* _DATA PROVIDED_:
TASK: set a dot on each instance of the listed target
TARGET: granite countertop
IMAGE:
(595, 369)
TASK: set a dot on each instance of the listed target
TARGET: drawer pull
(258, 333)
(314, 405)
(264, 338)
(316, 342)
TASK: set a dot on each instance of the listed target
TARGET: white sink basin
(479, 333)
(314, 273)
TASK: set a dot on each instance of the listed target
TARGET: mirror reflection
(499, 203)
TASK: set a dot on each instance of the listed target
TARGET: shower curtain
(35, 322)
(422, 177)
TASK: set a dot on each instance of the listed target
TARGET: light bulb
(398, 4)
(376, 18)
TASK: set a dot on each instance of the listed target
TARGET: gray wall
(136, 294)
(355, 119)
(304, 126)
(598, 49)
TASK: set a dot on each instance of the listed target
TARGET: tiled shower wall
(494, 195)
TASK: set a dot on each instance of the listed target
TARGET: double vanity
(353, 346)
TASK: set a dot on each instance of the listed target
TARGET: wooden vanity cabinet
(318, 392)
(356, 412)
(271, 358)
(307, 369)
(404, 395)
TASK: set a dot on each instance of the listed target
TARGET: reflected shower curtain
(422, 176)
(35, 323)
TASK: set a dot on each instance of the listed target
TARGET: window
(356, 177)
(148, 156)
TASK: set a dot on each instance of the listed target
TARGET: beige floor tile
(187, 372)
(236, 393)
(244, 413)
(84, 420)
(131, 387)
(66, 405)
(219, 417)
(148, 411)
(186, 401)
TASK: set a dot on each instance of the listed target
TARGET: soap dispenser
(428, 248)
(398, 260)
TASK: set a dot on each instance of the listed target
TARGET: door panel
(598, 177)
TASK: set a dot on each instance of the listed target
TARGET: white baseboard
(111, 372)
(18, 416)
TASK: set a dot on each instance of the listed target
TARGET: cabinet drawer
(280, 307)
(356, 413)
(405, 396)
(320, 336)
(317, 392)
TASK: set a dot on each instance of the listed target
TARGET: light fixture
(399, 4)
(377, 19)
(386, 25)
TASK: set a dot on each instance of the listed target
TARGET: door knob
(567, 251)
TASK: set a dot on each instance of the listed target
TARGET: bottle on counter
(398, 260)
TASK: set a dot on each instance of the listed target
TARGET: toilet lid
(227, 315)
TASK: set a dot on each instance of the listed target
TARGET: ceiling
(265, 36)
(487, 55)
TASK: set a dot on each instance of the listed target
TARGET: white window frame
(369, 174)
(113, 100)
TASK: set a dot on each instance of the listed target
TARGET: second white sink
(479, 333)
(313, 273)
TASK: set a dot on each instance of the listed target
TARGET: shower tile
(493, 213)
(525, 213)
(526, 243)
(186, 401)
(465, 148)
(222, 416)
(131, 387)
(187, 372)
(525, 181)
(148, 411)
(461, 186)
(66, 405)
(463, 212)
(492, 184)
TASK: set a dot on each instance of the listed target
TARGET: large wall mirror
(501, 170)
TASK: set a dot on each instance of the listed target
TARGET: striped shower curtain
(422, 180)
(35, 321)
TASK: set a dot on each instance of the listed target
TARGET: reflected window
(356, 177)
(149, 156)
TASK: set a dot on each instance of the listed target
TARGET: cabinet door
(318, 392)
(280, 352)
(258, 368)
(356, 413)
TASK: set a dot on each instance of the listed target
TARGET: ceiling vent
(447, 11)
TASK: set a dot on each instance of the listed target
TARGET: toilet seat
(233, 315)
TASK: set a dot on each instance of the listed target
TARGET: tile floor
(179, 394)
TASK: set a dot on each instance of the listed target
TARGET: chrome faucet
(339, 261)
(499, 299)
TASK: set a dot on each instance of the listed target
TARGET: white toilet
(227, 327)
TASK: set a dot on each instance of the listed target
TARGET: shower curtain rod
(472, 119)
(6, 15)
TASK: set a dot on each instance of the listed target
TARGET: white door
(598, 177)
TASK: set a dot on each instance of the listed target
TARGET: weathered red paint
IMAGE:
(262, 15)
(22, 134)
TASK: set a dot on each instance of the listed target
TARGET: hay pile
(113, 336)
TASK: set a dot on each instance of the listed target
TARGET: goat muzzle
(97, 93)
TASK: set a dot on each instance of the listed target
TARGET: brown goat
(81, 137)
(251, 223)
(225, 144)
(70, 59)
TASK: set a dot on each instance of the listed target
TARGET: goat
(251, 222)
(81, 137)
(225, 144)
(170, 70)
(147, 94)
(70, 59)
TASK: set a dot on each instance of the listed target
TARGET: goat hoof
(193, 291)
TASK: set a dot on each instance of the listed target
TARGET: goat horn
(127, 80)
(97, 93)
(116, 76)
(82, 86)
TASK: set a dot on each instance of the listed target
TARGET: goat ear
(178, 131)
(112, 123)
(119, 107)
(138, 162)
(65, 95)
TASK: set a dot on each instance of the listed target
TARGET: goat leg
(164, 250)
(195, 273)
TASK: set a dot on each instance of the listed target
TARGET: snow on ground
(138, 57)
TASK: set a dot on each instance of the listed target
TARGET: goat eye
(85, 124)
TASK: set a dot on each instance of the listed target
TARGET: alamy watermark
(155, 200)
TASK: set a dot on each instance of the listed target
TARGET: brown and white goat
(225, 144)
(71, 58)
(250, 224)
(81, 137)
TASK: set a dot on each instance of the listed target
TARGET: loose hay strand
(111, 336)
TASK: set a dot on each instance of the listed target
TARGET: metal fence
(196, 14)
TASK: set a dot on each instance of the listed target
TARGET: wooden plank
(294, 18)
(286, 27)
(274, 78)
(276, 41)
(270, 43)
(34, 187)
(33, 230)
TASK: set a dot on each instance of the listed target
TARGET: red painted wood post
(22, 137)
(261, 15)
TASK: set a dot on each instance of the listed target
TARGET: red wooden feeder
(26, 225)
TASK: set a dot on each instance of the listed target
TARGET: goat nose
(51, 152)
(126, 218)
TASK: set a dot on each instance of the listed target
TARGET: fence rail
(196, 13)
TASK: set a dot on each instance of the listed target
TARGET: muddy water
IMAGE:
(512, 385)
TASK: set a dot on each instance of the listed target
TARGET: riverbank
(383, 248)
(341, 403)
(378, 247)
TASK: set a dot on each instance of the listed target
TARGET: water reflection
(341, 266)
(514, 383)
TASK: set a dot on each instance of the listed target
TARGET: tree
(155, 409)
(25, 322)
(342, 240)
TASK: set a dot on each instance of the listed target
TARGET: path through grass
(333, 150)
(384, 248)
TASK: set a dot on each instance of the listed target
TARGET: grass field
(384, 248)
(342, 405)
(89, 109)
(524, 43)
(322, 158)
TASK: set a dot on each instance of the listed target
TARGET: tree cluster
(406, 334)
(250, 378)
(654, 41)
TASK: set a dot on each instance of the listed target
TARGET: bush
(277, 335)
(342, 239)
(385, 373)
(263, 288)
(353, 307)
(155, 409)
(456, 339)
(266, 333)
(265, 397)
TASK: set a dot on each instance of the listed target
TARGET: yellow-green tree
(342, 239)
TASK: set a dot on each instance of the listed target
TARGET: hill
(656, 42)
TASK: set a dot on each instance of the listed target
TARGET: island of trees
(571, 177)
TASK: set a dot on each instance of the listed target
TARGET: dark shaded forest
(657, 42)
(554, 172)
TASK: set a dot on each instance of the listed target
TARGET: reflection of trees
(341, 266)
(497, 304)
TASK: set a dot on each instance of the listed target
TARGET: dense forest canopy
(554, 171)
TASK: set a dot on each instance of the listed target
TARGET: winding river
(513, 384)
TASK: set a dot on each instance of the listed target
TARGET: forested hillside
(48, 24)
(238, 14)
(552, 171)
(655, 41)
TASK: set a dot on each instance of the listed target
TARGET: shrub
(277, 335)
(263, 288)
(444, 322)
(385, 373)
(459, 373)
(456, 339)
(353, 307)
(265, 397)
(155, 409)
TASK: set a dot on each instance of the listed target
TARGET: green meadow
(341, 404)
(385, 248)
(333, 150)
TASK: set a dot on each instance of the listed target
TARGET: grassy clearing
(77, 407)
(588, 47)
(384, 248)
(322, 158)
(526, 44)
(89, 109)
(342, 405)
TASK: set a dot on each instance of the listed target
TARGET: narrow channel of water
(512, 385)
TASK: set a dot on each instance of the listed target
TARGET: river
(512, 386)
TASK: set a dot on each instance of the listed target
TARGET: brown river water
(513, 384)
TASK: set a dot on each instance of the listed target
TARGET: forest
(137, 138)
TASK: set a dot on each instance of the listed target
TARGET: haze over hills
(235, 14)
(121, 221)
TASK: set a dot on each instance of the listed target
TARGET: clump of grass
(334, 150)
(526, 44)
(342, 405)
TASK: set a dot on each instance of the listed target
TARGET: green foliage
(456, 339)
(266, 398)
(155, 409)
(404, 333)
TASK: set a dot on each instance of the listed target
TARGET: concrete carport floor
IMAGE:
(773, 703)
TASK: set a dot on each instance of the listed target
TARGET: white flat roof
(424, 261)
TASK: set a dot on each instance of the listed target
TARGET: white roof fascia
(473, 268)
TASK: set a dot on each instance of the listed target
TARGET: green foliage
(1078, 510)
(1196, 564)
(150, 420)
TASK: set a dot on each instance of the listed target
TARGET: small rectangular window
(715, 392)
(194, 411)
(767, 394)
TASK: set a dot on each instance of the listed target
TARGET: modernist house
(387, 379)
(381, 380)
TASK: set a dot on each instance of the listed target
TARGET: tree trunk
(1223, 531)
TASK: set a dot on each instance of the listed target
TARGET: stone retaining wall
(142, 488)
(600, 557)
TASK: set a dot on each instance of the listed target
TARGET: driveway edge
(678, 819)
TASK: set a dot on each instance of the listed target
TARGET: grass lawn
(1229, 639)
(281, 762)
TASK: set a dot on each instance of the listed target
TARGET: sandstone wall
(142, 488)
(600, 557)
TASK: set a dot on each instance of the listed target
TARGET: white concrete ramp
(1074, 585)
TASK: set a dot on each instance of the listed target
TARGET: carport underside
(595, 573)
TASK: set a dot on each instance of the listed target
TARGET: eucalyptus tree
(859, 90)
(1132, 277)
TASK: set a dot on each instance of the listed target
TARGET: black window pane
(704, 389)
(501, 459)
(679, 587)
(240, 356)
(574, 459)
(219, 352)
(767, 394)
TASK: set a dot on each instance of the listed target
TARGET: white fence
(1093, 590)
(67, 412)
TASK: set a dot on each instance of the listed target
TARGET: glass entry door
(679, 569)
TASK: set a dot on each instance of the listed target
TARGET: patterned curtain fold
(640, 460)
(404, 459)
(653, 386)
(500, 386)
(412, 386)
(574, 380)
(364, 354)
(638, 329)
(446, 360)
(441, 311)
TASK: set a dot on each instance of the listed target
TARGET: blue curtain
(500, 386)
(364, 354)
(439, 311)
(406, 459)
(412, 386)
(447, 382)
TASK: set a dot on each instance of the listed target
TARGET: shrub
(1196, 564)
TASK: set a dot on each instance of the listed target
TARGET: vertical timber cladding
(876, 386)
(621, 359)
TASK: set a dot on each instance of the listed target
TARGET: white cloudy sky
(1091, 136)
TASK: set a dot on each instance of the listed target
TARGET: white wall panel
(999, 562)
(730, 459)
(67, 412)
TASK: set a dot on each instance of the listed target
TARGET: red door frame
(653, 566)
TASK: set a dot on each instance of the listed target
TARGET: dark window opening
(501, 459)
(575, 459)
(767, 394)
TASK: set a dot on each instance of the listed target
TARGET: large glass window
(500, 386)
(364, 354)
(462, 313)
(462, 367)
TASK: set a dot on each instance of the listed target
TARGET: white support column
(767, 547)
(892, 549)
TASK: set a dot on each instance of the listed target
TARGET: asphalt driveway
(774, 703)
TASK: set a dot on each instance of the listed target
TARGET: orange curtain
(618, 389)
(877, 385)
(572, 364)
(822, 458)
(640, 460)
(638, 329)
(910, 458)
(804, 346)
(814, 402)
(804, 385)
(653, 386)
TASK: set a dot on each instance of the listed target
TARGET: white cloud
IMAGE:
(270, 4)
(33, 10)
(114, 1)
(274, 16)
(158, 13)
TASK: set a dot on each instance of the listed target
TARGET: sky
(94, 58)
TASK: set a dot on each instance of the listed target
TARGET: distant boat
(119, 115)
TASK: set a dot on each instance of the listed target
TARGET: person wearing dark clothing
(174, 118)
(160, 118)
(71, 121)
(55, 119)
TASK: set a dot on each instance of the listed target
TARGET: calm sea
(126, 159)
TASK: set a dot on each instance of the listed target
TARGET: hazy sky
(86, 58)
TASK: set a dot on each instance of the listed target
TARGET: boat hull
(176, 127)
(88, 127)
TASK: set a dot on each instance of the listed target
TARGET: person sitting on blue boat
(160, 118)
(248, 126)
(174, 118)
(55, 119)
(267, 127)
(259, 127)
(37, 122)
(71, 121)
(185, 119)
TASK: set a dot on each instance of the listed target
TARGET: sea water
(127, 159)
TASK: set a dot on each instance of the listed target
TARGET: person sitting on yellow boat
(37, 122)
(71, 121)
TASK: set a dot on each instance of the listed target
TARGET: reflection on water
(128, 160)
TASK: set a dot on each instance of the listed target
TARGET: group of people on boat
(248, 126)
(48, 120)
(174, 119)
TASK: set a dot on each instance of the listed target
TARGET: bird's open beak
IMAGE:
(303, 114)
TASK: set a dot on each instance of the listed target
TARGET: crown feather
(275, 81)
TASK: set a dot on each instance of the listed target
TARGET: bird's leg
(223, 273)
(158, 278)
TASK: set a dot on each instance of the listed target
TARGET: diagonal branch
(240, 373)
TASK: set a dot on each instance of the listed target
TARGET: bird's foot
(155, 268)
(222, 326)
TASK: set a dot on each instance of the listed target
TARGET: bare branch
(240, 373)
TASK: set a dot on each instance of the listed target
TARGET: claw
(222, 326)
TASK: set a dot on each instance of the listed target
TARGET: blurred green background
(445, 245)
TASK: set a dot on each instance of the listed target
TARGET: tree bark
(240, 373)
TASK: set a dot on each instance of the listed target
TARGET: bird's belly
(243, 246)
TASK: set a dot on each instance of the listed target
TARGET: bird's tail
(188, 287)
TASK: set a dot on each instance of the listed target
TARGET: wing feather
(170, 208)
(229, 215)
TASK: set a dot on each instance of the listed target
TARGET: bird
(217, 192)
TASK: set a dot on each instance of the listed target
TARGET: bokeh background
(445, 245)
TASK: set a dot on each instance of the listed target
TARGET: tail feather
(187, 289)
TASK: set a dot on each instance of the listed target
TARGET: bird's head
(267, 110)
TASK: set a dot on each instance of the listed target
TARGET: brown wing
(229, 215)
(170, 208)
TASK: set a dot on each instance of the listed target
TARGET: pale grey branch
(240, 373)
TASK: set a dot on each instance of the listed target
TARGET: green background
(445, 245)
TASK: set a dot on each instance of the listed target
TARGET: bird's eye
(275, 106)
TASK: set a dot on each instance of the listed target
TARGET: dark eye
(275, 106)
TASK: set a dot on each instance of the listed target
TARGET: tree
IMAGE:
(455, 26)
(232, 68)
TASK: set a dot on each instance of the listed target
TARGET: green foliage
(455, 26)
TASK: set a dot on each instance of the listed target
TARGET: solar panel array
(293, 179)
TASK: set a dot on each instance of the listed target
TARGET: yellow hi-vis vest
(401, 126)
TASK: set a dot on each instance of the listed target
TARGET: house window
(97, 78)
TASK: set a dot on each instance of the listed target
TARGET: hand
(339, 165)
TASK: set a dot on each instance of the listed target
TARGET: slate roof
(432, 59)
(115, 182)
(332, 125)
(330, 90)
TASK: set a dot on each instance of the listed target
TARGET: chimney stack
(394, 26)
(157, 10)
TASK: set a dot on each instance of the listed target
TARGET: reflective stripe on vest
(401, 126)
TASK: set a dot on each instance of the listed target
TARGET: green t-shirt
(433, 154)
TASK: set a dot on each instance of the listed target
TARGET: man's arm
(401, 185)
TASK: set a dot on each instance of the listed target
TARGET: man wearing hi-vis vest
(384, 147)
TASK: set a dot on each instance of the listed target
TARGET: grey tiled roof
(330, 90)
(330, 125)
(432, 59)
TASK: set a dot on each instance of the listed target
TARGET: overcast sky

* _EXERCISE AIM_:
Pick out each line in the listing above that contains the word "toilet", and copy those lines in their original order.

* _EXPECTED ANSWER_:
TARGET: toilet lid
TARGET: toilet seat
TARGET: white toilet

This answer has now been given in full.